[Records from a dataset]
........

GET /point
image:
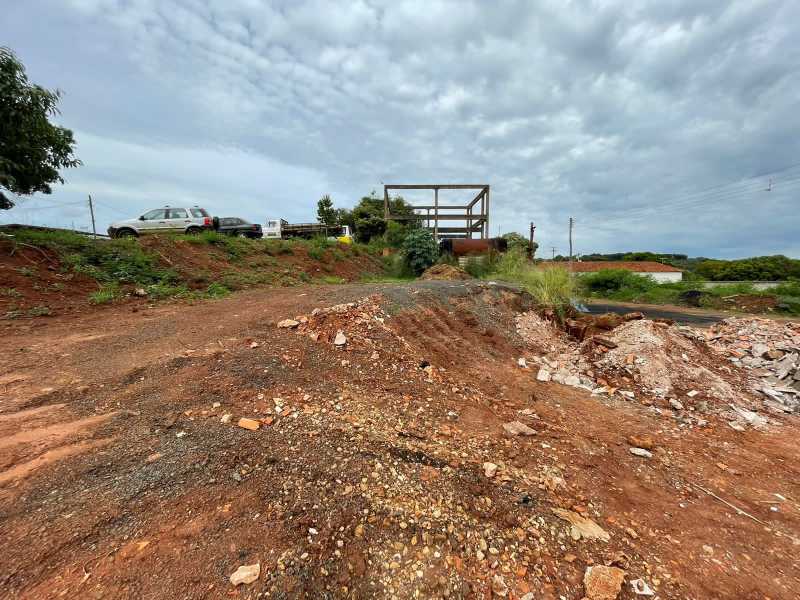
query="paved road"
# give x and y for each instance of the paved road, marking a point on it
(698, 318)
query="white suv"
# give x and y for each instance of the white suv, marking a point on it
(169, 219)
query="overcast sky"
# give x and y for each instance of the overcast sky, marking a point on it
(657, 125)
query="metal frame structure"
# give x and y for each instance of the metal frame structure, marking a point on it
(474, 222)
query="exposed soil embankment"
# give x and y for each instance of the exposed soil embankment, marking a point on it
(385, 441)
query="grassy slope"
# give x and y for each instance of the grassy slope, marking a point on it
(628, 287)
(203, 266)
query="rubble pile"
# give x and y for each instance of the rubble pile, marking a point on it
(445, 272)
(769, 350)
(339, 324)
(657, 363)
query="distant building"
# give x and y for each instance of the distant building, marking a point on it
(657, 271)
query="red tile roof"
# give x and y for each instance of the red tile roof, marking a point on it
(599, 265)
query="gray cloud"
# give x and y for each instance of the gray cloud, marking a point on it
(612, 112)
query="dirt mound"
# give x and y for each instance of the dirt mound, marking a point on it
(445, 273)
(385, 452)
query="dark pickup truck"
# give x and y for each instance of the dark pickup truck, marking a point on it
(238, 227)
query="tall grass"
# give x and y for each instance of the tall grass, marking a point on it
(552, 287)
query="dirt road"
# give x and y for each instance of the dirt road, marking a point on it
(122, 477)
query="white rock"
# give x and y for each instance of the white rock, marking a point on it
(246, 574)
(517, 428)
(499, 586)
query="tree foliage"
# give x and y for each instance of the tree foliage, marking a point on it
(32, 149)
(325, 212)
(518, 241)
(368, 216)
(420, 250)
(758, 268)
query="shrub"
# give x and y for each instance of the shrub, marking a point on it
(217, 290)
(105, 295)
(420, 250)
(609, 281)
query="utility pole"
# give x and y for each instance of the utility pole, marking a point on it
(571, 223)
(91, 210)
(533, 228)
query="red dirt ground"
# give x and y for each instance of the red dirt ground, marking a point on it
(119, 480)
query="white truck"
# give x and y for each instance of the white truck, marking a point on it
(278, 229)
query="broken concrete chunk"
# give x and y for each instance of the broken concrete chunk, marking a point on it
(640, 588)
(641, 441)
(582, 527)
(245, 574)
(602, 583)
(499, 586)
(250, 424)
(517, 428)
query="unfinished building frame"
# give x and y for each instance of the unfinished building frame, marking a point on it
(471, 219)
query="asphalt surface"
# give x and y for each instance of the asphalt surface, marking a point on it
(693, 317)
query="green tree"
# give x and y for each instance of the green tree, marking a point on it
(517, 240)
(368, 216)
(32, 149)
(325, 211)
(420, 250)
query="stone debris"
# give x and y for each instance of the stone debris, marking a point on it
(738, 362)
(518, 428)
(641, 452)
(582, 527)
(603, 583)
(641, 441)
(640, 588)
(245, 574)
(250, 424)
(499, 586)
(770, 351)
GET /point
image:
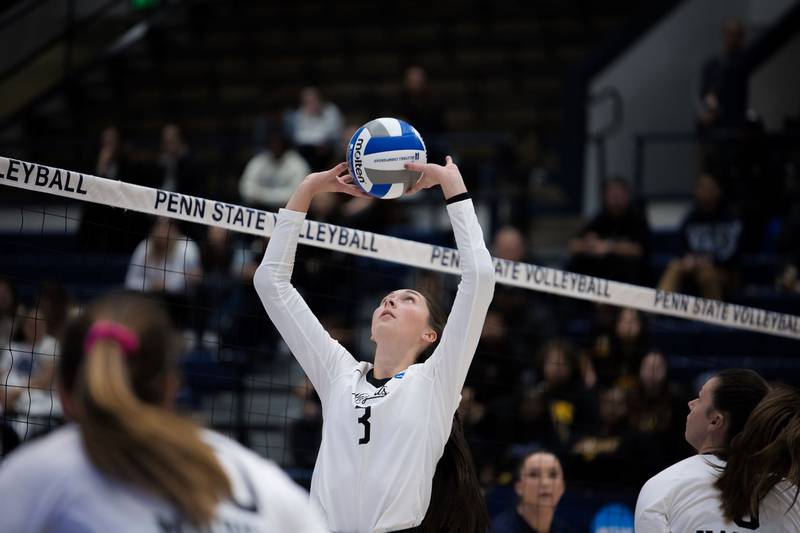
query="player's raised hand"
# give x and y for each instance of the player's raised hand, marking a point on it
(336, 179)
(447, 176)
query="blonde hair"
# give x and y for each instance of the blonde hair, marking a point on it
(118, 401)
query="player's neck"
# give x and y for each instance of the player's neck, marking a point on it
(539, 518)
(389, 362)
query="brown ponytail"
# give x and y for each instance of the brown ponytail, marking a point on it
(457, 502)
(766, 452)
(118, 400)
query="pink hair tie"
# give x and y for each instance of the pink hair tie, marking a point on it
(106, 329)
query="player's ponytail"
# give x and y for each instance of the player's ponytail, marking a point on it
(455, 483)
(116, 380)
(457, 502)
(766, 452)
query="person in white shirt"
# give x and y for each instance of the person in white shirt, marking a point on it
(747, 471)
(271, 176)
(166, 261)
(127, 463)
(388, 426)
(315, 127)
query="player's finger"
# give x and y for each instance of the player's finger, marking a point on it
(419, 167)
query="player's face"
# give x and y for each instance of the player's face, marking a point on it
(699, 418)
(541, 481)
(402, 314)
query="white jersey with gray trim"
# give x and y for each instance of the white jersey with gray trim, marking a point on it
(682, 498)
(380, 444)
(51, 485)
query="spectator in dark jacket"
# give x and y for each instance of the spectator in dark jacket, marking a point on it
(614, 243)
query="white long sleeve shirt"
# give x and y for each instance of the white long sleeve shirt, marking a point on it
(51, 485)
(682, 498)
(380, 445)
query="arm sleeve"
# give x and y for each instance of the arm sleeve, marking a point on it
(25, 494)
(295, 512)
(651, 509)
(321, 357)
(451, 359)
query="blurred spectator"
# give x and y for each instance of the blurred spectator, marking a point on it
(789, 247)
(528, 315)
(529, 423)
(658, 409)
(179, 172)
(616, 356)
(166, 263)
(711, 236)
(28, 368)
(723, 84)
(484, 430)
(418, 104)
(539, 486)
(614, 453)
(55, 304)
(569, 404)
(496, 367)
(110, 229)
(614, 243)
(305, 433)
(228, 267)
(271, 176)
(8, 309)
(315, 128)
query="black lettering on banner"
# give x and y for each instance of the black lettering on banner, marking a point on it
(364, 420)
(41, 176)
(357, 162)
(13, 168)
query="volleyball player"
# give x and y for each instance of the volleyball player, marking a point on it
(747, 470)
(128, 464)
(386, 425)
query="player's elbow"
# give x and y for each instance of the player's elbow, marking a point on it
(266, 282)
(484, 276)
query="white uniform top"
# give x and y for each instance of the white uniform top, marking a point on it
(380, 446)
(51, 485)
(682, 499)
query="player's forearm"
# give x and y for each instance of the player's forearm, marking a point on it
(453, 186)
(301, 198)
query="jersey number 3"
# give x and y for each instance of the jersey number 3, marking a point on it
(364, 420)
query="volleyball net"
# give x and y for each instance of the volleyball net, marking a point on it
(594, 369)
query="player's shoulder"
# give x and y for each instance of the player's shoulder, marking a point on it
(55, 455)
(685, 471)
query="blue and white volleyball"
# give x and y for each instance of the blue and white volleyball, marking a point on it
(377, 154)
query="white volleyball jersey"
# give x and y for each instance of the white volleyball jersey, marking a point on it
(682, 499)
(380, 445)
(51, 485)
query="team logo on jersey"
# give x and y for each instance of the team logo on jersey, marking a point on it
(360, 398)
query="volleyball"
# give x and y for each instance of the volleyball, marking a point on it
(377, 153)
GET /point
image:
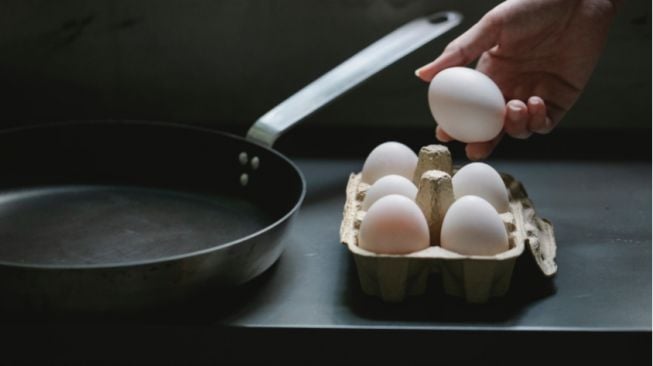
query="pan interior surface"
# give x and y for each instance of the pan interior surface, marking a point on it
(90, 225)
(121, 192)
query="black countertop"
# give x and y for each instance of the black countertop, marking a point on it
(310, 303)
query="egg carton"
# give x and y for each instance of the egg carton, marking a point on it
(475, 278)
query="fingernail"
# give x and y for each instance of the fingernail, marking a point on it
(514, 111)
(534, 100)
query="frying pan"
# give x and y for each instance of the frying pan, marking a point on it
(120, 215)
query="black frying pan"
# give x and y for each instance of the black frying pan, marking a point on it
(127, 215)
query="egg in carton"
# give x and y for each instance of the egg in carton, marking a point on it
(475, 278)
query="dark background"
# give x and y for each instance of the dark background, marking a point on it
(224, 63)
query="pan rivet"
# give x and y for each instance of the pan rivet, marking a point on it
(242, 157)
(255, 162)
(244, 178)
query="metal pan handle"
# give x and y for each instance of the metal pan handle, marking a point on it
(350, 73)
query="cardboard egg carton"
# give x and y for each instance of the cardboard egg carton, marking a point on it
(475, 278)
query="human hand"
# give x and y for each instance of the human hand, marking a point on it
(540, 53)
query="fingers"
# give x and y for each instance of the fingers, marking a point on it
(481, 150)
(441, 135)
(464, 49)
(516, 121)
(539, 122)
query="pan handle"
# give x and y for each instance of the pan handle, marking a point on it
(350, 73)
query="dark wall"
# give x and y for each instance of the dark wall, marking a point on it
(228, 62)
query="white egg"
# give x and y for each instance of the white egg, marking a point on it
(480, 179)
(389, 158)
(390, 184)
(466, 104)
(394, 225)
(472, 226)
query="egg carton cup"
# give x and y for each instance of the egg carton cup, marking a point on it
(474, 278)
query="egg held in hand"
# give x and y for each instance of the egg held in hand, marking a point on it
(480, 179)
(393, 225)
(389, 158)
(466, 104)
(472, 226)
(389, 184)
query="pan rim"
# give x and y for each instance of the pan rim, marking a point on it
(170, 258)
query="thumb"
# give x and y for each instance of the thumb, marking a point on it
(466, 48)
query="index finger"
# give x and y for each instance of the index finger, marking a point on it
(481, 37)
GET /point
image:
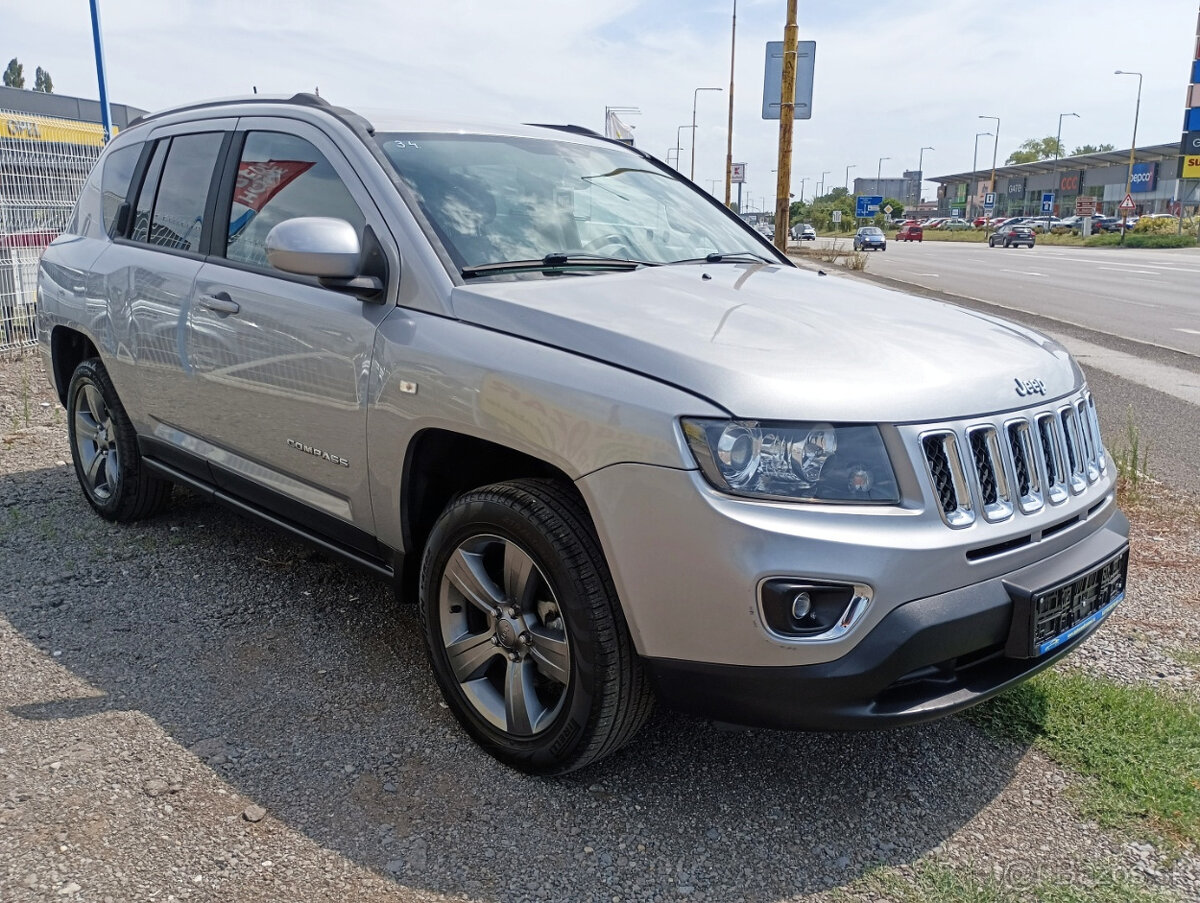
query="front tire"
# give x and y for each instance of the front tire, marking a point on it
(105, 449)
(525, 632)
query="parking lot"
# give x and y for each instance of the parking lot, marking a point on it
(196, 709)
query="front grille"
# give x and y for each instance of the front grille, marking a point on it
(940, 470)
(1041, 456)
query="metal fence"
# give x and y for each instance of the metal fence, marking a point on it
(43, 165)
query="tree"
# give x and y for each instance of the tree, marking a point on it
(1091, 149)
(15, 76)
(1033, 149)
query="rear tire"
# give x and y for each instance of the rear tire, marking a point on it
(105, 449)
(525, 632)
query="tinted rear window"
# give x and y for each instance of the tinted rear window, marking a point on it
(114, 185)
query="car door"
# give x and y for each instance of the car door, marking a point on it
(281, 363)
(148, 273)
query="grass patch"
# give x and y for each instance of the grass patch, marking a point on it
(1131, 458)
(1143, 239)
(935, 883)
(1138, 746)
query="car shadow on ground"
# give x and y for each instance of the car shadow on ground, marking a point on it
(304, 686)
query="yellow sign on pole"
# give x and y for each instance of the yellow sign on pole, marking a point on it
(27, 126)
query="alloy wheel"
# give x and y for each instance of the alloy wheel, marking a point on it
(504, 635)
(95, 435)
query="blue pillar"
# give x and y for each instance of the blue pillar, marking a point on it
(105, 114)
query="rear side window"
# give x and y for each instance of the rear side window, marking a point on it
(115, 181)
(171, 207)
(281, 177)
(145, 195)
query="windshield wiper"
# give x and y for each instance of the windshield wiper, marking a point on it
(729, 257)
(556, 262)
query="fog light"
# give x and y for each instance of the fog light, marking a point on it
(797, 609)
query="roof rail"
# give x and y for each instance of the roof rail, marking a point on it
(300, 99)
(573, 129)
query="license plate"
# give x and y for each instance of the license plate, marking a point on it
(1062, 613)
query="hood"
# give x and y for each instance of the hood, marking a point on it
(777, 342)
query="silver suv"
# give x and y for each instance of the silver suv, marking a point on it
(616, 446)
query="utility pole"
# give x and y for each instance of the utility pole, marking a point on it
(729, 129)
(786, 113)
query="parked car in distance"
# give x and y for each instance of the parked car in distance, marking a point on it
(615, 447)
(1012, 237)
(870, 238)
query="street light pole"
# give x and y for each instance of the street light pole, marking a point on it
(921, 172)
(695, 94)
(1133, 145)
(1057, 149)
(975, 166)
(678, 147)
(729, 129)
(995, 143)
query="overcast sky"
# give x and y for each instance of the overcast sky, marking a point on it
(891, 75)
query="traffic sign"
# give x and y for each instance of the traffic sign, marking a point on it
(773, 79)
(868, 205)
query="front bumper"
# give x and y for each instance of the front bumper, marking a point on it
(924, 659)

........

§ **What you will do**
Repeat exactly the lines above, starting with the line that contains "hood, marking a point on it" and ending with the last line, both included, and nothing else.

§ **Solution below**
# give x and y for each instance of the hood, marking a point on it
(777, 342)
query="silver suv"
# give x and y for each instance of the silver suv, marking a point on it
(616, 446)
query="utility pole"
# give x and y for each instance of the utility pole, marking a point on it
(729, 129)
(786, 113)
query="parked car in distance"
# give x and y for each instance of the parked car in distance, marking a point on it
(615, 447)
(1012, 237)
(870, 238)
query="street light pole"
# give x and y for each instance of the street light pole, marking a point on it
(921, 172)
(695, 94)
(1133, 145)
(1057, 149)
(975, 166)
(678, 147)
(729, 129)
(995, 143)
query="overcast sky"
# give x and y for each instance of the overcast sky, marking a point on it
(891, 75)
query="traffic sign"
# give x and y for each instance of the traffic sign, marking a point on it
(773, 79)
(868, 205)
query="front bumper"
# give x and y for each instance of the front bumper, marking a point on it
(924, 659)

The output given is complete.